===== Entries shown =====

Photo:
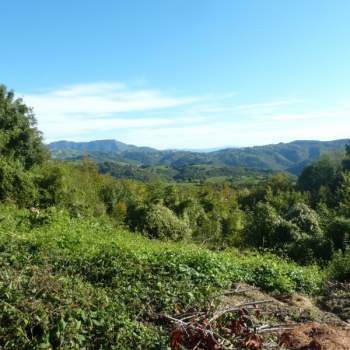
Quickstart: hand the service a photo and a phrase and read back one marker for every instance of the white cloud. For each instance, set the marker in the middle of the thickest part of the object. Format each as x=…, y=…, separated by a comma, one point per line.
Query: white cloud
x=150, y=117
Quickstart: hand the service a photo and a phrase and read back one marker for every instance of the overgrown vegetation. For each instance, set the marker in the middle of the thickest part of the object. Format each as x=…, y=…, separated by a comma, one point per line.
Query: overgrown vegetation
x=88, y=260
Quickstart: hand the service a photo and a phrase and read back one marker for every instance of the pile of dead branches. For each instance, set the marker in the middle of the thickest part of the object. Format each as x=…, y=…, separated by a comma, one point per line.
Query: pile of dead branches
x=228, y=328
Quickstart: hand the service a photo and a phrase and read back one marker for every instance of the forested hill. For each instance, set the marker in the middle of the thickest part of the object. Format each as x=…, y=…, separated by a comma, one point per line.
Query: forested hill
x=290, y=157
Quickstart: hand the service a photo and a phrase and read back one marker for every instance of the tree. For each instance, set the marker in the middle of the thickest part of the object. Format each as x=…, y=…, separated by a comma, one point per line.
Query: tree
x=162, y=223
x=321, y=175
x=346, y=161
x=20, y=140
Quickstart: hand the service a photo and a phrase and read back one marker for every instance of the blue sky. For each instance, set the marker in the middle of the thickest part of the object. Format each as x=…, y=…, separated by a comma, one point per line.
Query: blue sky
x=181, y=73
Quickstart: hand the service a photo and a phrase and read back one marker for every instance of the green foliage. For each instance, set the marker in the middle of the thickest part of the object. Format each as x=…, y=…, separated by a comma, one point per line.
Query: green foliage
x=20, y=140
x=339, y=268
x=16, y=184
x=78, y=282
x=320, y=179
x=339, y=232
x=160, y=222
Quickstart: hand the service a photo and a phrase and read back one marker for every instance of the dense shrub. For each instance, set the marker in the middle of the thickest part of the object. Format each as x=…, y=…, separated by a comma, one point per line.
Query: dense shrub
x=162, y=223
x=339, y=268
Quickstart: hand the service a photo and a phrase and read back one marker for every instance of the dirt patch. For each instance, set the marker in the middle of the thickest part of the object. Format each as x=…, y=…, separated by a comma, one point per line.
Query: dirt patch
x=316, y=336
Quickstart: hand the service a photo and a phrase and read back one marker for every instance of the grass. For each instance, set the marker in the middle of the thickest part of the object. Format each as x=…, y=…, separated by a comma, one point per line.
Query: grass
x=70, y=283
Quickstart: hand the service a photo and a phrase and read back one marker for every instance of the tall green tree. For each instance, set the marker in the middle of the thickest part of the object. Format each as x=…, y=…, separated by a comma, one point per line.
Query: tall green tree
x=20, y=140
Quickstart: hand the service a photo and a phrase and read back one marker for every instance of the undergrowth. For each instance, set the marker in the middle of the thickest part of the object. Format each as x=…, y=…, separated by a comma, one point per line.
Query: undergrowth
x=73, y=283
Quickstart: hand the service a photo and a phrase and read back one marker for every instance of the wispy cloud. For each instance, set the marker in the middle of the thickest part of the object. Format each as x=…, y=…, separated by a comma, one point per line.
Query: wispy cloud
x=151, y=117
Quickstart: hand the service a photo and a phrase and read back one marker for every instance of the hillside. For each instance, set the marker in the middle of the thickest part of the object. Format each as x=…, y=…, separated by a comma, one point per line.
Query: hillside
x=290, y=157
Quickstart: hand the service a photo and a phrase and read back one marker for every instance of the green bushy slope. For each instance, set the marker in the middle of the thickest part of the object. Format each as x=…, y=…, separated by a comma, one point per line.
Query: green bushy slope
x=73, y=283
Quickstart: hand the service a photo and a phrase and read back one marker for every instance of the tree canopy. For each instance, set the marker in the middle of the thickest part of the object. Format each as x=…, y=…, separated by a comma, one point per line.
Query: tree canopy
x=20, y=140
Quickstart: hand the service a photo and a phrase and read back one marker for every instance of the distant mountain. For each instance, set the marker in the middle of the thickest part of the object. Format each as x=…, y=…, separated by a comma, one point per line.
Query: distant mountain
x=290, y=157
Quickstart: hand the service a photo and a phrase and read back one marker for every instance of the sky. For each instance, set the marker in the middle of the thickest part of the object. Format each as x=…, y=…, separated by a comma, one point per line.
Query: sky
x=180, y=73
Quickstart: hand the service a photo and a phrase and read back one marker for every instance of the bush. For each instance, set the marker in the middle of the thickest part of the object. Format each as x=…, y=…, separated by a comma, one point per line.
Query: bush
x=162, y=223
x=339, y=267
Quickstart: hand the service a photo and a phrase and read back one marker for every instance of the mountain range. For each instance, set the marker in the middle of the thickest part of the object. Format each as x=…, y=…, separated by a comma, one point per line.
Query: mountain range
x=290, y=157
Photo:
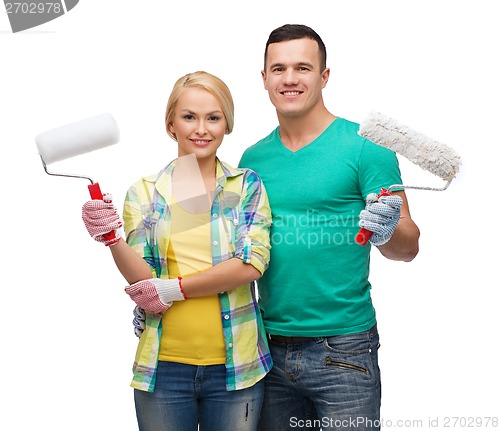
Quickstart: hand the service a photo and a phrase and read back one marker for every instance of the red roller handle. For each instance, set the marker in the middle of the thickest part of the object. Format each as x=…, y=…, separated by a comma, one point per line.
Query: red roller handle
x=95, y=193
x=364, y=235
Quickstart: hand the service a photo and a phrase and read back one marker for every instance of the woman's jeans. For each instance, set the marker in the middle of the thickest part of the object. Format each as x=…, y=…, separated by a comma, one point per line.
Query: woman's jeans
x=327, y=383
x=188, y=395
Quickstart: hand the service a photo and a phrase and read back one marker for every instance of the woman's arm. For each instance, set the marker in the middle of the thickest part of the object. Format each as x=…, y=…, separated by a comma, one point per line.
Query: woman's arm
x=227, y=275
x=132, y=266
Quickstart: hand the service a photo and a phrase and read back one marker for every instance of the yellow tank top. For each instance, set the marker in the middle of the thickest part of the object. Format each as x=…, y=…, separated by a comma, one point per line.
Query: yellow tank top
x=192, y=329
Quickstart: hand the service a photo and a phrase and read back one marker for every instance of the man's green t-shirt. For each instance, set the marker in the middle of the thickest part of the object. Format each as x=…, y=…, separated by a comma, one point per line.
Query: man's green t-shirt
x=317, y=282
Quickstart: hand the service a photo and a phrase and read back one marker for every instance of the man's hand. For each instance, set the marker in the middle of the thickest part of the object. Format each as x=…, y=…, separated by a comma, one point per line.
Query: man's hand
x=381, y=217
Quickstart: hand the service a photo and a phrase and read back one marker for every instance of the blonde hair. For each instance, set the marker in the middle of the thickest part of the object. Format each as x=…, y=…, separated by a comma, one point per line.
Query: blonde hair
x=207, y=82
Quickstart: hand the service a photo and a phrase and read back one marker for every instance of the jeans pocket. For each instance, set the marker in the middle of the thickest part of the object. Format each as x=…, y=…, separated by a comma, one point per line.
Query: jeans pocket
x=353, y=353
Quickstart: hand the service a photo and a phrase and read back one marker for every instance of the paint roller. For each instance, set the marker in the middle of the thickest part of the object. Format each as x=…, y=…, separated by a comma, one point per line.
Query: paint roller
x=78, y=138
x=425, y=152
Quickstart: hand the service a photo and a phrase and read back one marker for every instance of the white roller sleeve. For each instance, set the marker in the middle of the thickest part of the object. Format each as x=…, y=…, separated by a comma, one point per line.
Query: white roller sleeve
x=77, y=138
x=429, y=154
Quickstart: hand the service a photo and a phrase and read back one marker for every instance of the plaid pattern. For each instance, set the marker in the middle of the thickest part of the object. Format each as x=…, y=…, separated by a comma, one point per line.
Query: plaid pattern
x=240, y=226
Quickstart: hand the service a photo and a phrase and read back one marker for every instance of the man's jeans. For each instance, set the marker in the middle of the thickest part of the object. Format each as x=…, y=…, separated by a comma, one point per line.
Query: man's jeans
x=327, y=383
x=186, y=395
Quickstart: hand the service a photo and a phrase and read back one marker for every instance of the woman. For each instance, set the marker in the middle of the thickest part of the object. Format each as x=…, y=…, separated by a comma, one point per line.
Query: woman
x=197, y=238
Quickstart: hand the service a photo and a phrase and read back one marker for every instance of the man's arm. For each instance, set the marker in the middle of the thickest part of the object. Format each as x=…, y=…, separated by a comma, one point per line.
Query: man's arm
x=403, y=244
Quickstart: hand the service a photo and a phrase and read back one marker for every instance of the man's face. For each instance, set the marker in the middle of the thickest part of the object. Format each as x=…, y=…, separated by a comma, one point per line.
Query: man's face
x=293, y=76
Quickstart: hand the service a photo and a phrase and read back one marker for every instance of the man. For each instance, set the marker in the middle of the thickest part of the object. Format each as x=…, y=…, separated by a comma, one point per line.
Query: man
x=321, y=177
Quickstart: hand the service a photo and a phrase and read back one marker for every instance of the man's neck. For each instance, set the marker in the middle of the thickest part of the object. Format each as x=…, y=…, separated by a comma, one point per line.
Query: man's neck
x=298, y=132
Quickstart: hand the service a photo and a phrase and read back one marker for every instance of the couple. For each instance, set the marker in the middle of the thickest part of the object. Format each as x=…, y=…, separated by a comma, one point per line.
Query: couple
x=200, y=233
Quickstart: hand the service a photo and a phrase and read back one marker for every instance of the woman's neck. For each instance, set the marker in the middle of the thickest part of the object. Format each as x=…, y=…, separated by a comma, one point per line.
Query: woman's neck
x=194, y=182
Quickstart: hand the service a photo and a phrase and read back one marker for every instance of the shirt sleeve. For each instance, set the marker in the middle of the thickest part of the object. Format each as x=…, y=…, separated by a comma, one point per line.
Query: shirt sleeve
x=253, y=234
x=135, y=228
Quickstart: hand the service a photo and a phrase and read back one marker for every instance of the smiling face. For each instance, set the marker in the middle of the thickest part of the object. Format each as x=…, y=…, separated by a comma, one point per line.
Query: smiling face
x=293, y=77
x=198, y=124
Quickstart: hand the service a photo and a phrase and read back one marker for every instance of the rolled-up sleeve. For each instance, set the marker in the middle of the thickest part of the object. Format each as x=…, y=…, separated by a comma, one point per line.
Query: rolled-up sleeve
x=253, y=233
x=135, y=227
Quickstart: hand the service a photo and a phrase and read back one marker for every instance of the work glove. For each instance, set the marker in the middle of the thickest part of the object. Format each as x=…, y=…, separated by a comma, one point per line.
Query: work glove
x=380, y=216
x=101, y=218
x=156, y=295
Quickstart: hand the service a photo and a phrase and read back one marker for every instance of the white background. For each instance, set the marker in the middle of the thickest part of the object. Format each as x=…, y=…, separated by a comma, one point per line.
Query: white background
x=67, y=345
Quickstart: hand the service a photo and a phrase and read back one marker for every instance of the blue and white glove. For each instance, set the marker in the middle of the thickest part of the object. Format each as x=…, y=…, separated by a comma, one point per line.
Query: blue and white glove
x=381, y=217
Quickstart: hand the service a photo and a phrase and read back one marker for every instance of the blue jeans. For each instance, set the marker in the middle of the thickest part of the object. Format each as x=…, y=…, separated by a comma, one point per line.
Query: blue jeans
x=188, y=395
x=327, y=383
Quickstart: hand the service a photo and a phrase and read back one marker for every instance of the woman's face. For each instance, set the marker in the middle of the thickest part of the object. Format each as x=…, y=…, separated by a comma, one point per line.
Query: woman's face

=====

Given problem:
Reproduce word for word the stretch of the items above from the line containing "the blue sky." through the line containing "x=70, y=283", including both of those lines.

Solved problem:
Quickstart: hand the service a photo and a phrase and read back one marker for every instance of the blue sky. For each instance, set the marker in the middle of the thickest part of the object. Format each as x=…, y=…, separated by a comma, one point per line.
Query: blue sky
x=181, y=73
Quickstart: hand the service a photo and a phrase and read back one marker for every instance of the green foliage. For each instance, set the marker in the middle of the thickest part of the object. Format each as x=…, y=…, separated by a comma, one point per line.
Query: green foliage
x=20, y=140
x=339, y=268
x=16, y=184
x=78, y=282
x=320, y=179
x=339, y=232
x=160, y=222
Quickstart: hand the service a photo and a phrase and read back one marker for every instance of the dense shrub. For each instance, set the marker in the middle of the thickest part of the object. Format each as x=…, y=…, separated by a comma, one point per line.
Query: dense shrub
x=162, y=223
x=339, y=268
Quickstart: hand the service a photo and a phrase and read back one marker for every instance of the dirt patch. For each instance, set the marker in the middle of the thickest part of the object. Format each as x=…, y=…, separated by a comma, one point per line.
Query: dirt patch
x=316, y=336
Quickstart: hand the service a photo and a phrase and read back one marker for every instance of the grass. For each instance, set the marker in the middle of the thickest part of the object. Format each as x=…, y=…, separated by a comma, one point per line.
Query: grass
x=70, y=283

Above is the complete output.